* START Information supplied *
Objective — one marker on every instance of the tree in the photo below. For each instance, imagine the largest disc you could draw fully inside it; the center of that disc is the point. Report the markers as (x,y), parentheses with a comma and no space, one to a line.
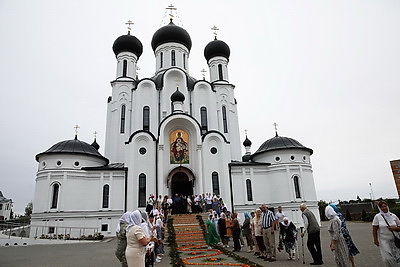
(28,209)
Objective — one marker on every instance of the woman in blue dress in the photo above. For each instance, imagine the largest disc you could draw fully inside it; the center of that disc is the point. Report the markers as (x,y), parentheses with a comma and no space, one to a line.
(350,244)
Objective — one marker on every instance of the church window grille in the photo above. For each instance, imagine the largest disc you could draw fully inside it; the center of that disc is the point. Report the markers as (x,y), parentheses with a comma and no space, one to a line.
(220,73)
(123,109)
(215,183)
(249,190)
(54,200)
(296,186)
(124,68)
(224,119)
(142,190)
(146,118)
(173,58)
(203,116)
(106,196)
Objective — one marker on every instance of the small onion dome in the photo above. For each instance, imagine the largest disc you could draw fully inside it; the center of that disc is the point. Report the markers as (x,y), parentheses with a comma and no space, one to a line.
(246,142)
(217,48)
(279,143)
(128,43)
(177,96)
(95,144)
(171,34)
(74,146)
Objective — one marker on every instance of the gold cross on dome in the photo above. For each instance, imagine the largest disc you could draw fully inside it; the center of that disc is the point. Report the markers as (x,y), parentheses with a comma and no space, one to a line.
(129,23)
(171,8)
(215,29)
(276,128)
(76,129)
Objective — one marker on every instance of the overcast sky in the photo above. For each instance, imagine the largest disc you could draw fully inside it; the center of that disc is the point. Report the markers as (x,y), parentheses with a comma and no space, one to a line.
(328,72)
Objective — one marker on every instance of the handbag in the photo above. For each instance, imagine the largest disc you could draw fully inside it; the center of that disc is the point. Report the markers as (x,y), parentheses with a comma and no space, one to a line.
(396,239)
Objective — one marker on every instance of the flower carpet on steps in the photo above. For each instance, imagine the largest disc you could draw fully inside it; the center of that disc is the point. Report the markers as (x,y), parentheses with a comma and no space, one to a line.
(192,245)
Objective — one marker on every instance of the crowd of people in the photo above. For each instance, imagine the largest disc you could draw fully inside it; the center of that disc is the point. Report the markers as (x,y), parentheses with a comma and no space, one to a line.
(141,233)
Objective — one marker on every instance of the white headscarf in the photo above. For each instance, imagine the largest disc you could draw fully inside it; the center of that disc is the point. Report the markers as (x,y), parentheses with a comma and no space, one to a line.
(135,218)
(330,213)
(124,219)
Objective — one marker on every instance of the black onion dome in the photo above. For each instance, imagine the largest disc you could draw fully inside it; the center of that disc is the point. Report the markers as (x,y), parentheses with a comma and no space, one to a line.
(171,34)
(247,142)
(177,96)
(95,145)
(128,43)
(216,48)
(74,146)
(281,142)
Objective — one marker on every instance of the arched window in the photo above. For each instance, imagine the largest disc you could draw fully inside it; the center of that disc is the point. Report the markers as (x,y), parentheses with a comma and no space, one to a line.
(122,129)
(224,119)
(203,117)
(124,68)
(215,182)
(296,186)
(54,199)
(173,58)
(146,118)
(249,190)
(106,196)
(142,190)
(220,73)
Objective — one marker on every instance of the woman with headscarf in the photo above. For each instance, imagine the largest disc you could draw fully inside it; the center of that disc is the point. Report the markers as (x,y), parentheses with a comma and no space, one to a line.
(246,231)
(338,244)
(288,233)
(212,235)
(136,241)
(121,236)
(222,230)
(383,225)
(346,234)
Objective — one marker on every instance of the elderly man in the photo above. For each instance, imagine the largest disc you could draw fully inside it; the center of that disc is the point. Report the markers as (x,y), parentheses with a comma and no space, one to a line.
(311,227)
(268,224)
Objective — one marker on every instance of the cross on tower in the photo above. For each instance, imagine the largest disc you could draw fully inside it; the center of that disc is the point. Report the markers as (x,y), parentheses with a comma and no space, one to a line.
(276,128)
(129,23)
(171,8)
(215,29)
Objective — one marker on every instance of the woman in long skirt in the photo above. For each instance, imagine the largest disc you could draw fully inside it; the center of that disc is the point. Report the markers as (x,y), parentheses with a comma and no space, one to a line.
(338,244)
(212,235)
(384,235)
(288,233)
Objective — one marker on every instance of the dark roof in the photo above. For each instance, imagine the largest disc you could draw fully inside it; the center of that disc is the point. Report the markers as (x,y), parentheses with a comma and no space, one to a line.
(281,142)
(171,34)
(128,43)
(159,80)
(74,146)
(216,48)
(177,96)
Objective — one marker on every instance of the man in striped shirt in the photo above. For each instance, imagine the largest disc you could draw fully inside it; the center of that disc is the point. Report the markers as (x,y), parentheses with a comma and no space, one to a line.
(268,224)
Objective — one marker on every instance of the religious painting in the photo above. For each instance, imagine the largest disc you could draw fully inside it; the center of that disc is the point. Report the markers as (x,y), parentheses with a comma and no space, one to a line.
(179,153)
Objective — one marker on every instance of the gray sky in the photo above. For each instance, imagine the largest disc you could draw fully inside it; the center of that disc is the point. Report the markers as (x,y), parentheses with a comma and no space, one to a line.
(328,72)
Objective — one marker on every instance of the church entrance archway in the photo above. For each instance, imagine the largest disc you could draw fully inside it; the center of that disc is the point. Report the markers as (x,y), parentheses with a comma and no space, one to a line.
(181,181)
(181,184)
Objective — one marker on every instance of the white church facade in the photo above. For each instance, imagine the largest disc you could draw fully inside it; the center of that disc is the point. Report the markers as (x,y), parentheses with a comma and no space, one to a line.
(167,134)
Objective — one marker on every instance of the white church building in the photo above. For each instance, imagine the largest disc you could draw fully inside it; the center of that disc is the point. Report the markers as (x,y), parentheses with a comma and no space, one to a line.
(167,134)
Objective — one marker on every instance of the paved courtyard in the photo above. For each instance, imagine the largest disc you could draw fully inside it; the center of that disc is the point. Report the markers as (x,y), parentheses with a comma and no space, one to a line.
(102,253)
* END Information supplied *
- What the exercise asks: Rewrite the data from the line containing "white church building" down to the end of the data, requests included, adding 128 to both numbers of every point in the answers.

- Problem solution:
Objective — one marker on every instance of the white church building in the photo above. For each instance, imagine the largest disc you could draw fully inside it; the center of that disc is the point. Report the markers as (x,y), parentheses with a comma and no space, one to a line.
(295,262)
Objective — one marker on every instance of the paved courtyard in the photo above. For each instance, imagine the largest disc you could draw fully inside it; the center of that disc is the point. Report the markers as (x,y), parentheses with a comma and no space, one to a line.
(230,381)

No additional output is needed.